▶ **Instructions to follow**: Please update the records below by changing every "tight bounding box" to "close-fitting bounding box" and keeping everything else the same.

····················

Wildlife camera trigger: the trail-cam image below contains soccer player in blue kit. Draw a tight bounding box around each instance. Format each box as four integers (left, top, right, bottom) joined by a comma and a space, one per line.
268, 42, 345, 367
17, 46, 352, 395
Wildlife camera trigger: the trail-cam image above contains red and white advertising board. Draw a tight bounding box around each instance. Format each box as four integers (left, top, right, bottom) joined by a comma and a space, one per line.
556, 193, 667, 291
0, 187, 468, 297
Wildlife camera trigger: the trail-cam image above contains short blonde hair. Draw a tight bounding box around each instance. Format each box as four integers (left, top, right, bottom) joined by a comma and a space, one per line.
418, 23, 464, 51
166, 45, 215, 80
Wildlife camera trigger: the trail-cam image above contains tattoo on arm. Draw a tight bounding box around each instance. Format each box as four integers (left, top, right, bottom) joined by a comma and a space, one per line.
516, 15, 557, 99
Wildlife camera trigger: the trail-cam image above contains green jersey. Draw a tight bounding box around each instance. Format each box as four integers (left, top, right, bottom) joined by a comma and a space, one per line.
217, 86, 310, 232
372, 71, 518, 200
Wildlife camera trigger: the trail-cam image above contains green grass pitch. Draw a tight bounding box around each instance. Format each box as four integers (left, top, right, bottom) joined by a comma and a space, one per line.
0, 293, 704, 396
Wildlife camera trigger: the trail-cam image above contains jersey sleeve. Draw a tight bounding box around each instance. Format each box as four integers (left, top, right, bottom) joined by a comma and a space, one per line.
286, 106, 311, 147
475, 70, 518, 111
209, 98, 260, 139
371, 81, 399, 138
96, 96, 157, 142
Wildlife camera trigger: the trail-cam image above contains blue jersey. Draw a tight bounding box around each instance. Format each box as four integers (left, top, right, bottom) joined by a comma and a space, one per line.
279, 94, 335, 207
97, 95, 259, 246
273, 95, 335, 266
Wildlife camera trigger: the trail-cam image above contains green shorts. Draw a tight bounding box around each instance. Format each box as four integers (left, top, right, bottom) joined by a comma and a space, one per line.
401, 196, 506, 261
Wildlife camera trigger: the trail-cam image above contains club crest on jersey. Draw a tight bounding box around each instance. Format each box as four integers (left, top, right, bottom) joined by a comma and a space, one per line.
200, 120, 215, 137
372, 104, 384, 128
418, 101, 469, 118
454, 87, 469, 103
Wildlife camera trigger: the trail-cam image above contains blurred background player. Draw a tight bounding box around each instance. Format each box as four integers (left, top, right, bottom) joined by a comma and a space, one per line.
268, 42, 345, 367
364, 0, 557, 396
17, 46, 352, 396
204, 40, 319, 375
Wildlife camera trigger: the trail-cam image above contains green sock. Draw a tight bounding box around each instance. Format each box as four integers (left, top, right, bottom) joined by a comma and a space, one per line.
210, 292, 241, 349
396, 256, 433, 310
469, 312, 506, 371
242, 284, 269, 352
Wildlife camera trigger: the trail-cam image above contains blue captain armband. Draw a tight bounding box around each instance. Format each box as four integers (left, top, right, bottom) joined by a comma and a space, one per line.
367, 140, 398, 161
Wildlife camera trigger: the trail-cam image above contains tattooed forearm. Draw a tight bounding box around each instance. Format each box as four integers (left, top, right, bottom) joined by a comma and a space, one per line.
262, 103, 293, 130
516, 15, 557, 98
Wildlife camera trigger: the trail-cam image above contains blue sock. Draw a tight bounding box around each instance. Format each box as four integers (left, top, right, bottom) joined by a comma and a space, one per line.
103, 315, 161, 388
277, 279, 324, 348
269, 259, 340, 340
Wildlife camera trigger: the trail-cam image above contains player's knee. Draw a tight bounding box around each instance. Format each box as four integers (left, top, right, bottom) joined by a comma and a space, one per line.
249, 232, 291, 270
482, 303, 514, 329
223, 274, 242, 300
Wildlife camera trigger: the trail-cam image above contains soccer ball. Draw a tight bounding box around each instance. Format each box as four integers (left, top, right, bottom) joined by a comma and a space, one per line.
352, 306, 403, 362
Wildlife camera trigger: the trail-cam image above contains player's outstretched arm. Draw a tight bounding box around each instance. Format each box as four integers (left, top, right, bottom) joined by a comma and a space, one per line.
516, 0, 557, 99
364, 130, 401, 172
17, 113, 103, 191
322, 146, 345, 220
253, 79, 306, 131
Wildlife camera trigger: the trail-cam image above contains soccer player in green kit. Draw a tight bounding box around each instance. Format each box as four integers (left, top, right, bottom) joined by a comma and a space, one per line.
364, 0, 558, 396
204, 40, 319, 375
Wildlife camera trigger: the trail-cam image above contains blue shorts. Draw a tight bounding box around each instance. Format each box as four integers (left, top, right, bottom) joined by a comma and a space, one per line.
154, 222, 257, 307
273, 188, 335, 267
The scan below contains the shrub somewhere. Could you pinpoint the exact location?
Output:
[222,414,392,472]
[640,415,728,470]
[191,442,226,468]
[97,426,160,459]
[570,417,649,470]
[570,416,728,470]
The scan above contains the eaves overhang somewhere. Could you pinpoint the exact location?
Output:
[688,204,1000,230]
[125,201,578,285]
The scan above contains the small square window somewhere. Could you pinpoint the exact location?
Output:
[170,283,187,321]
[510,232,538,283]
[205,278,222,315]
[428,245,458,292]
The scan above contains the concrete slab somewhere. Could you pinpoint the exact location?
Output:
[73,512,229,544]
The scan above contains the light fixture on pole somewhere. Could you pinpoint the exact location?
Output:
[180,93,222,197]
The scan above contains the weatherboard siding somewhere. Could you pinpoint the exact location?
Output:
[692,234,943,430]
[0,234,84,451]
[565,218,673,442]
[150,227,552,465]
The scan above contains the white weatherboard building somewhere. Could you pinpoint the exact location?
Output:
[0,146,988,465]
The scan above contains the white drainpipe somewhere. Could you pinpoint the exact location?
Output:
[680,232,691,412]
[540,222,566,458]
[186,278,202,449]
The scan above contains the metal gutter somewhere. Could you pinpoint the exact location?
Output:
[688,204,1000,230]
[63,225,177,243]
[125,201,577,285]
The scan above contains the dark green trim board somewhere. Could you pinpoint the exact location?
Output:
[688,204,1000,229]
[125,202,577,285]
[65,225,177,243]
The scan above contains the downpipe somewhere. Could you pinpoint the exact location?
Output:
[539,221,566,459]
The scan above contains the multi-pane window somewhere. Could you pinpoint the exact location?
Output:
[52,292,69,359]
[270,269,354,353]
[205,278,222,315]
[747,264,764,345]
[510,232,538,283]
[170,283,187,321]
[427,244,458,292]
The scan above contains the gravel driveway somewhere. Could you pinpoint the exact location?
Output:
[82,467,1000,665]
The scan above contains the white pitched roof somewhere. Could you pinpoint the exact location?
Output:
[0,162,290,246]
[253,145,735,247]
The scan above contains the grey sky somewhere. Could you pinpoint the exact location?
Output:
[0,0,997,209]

····················

▶ **Answer**:
Wildlife camera trigger: the trail-cam image below contains soccer player in blue kit. Draw a close-fitting bounding box around each instance. Format each box as four integers (left, top, right, bottom) joined by a comma and a space, one per line.
268, 42, 345, 367
17, 46, 352, 395
Wildlife camera trigger: the trail-cam image above contains red and white advertising board. Draw a close-fitting bounding box around each instance. Format each box as four integers (left, top, right, bottom) joined by a comma and a space, one per line.
556, 193, 667, 291
0, 187, 468, 297
Wildlife camera trigger: the trail-cam image above contains short blonde hair. Draw a close-fitting bounding box around each instance. Format each box as four integers (left, top, right, bottom) joined by a comma and a space, one per line.
418, 23, 464, 51
166, 45, 215, 80
Wildlife camera trigger: the trail-cam image above contains tattoo on arm. Draw a close-fitting bounding box around each instance. Format each box as four integers (left, top, right, bottom) joined by a comma and a space, one per line.
516, 15, 557, 99
Wildlife camera trigger: the trail-cam image above contains green jersey. Draw a close-fitting bounding box around each instance. Format each box as four integers (left, top, right, bottom) joined by a comma and a space, one per line.
217, 86, 310, 232
372, 71, 518, 200
Wildlife camera trigger: the trail-cam image above contains green grass pitch. Draw a close-fitting bounding box around each instance. Format each box as four integers (left, top, right, bottom) joined by a comma and a space, one per line.
0, 293, 704, 396
Wildlife camera trigger: the trail-cam image above contains jersey sleeve. Draw a close-fitting bounding box around each instance. Format each box as four integers (left, top, right, bottom) joined by a comma and a space, one per line.
286, 106, 311, 147
475, 70, 518, 111
209, 98, 260, 139
371, 81, 399, 138
96, 96, 157, 142
Wildlife camera trigger: the trail-cam image above contains blue jersey. Draw a close-fitting bounding box around each instance. Format each box as four integers (left, top, right, bottom) joined by a comma and a space, one per line.
279, 94, 335, 207
97, 95, 259, 246
273, 95, 335, 266
Wildlife camera trigger: the trail-cam image above contains green shorts. Draw a close-fitting bounding box around each instance. Format each box as four integers (left, top, right, bottom) joined by a comma and a space, one per line.
401, 196, 506, 261
Wildlife camera trigger: the trail-cam image above contains club crest on jersey. Draw a close-fitting bounding box around each instance. Format each box as four integers (left, top, right, bottom) joined by a comma and a space, one per line.
200, 120, 215, 137
372, 104, 384, 128
418, 101, 469, 118
454, 87, 469, 103
Wildlife camera trigger: the trail-cam image above contains blurred background player. Draw a close-fitting bounding box around each instance. Format each box as four integers (left, top, right, bottom) joined by a comma and a space, one per line.
268, 42, 345, 367
364, 0, 557, 396
17, 46, 352, 396
204, 40, 319, 375
Wildlife camera trigger: the trail-cam image above contains green sock. Draw a close-fitting bounding box around each instance. Format each box as four integers (left, top, right, bottom) joined by a comma and a space, one per line.
210, 292, 241, 349
396, 256, 433, 310
469, 312, 506, 371
242, 284, 269, 352
Wildlife camera trigger: the trail-cam image above contains blue captain armband. Draw a close-fitting bounding box around each instance. Format each box as four integers (left, top, right, bottom) joined by a comma and a space, one per line.
367, 140, 398, 161
Wildlife camera trigger: the trail-cam image above contains tattooed forearm. Draw a close-fitting bounding box around each instance. Format each box as four integers (left, top, right, bottom) joined by a comma and a space, one per line.
262, 103, 293, 130
516, 15, 557, 98
Wildlife camera trigger: the trail-cam image above contains blue sock. Draw a close-fitting bounding box around each instance. Format each box as four integers (left, top, right, bottom) joined by a comma and a space, one per line.
103, 315, 161, 388
277, 279, 324, 348
269, 259, 340, 340
Wildlife camera trigger: the trail-cam image above contains player's knee. Draw a close-fitting bounding box around each instance. Format each box as four integers (left, top, right, bottom) joined by a comma and a space, one per line.
249, 232, 291, 270
482, 303, 514, 329
223, 274, 242, 300
Wildlife camera trigger: the trail-cam image above contains soccer ball. Draw a close-fitting bounding box around each instance. Format each box as four integers (left, top, right, bottom) joined by a comma and a space, one per line.
352, 306, 403, 362
Wildlife camera trigger: the trail-cam image above contains player's outstretched arm. Draw a close-fitting bounding box around each instance. Format each box as four integers (left, top, right, bottom) joined by a comma and a space, one per line.
516, 0, 557, 99
364, 130, 401, 172
17, 113, 103, 191
322, 146, 345, 220
253, 79, 306, 131
Wildlife camera trigger: the trail-cam image above contains soccer player in green kit. Draw a close-fitting bounding box around each instance. Format each box as four integers (left, top, right, bottom) joined by a comma and a space, one per line.
364, 0, 558, 396
204, 40, 319, 375
Wildlife camera trigger: the trail-cam image above contains blue shorts. Draw a close-fitting bounding box around each instance. Format each box as four integers (left, top, right, bottom) joined by a comma and a space, one per line.
154, 222, 257, 307
273, 188, 335, 267
The scan below contains the shrub somewhere. Could you pinpoint the exact location?
Output:
[222,414,392,472]
[640,415,728,470]
[191,442,226,468]
[97,426,160,459]
[570,417,649,470]
[570,416,728,470]
The scan above contains the eaves overhang somewhere. Could you pinpoint the exact location?
Output:
[688,204,1000,230]
[125,201,578,285]
The scan above contains the small square window somewhere. Could you pinpoint the exact location?
Output:
[170,283,187,321]
[510,232,538,283]
[205,278,222,315]
[428,245,458,292]
The scan above contains the concrete slab somewhere. Could you pinpoint the exact location?
Output:
[73,512,229,544]
The scan above contains the light fixture on pole somewhere. Could you pinpoint the exact location?
Output:
[180,93,222,197]
The scan above contains the weatherboard siding somewhere. Could you pinpoint the exact location?
Output:
[692,234,943,430]
[0,234,84,451]
[565,218,673,442]
[150,227,552,465]
The scan above contains the white weatherboard building somewhere. Could you pinpoint the exact location?
Output:
[0,146,988,465]
The scan above contains the white drainpipe somewhere. Could you pinpoint the exact location?
Output:
[680,232,691,412]
[540,222,566,458]
[186,278,202,449]
The scan above contains the metal gutter somewhere. Could you pinpoint the exact location?
Output:
[688,204,1000,230]
[63,225,177,243]
[125,201,577,285]
The scan above contains the dark green trim board somewhere. Could you pinpoint the exact location?
Output:
[688,204,1000,229]
[125,202,577,285]
[65,225,177,243]
The scan above contains the downpipe somewhere. Could you pinpoint the exact location?
Output:
[539,221,566,459]
The scan above contains the multi-pane window somewhere. Could you pinpoint the exact location?
Output:
[52,292,69,359]
[270,269,354,353]
[205,278,222,315]
[747,264,764,345]
[510,232,538,283]
[170,283,187,321]
[427,244,458,292]
The scan above contains the gravel driveway somewhere. Could you pinpoint the exact location?
Output:
[82,467,1000,665]
The scan above contains the white pitched roof somewhere. Could you pinpoint the exact location?
Output:
[0,162,290,246]
[253,145,735,247]
The scan above contains the grey sky somewhere. Could you pinpoint the exact location?
Output:
[0,0,997,209]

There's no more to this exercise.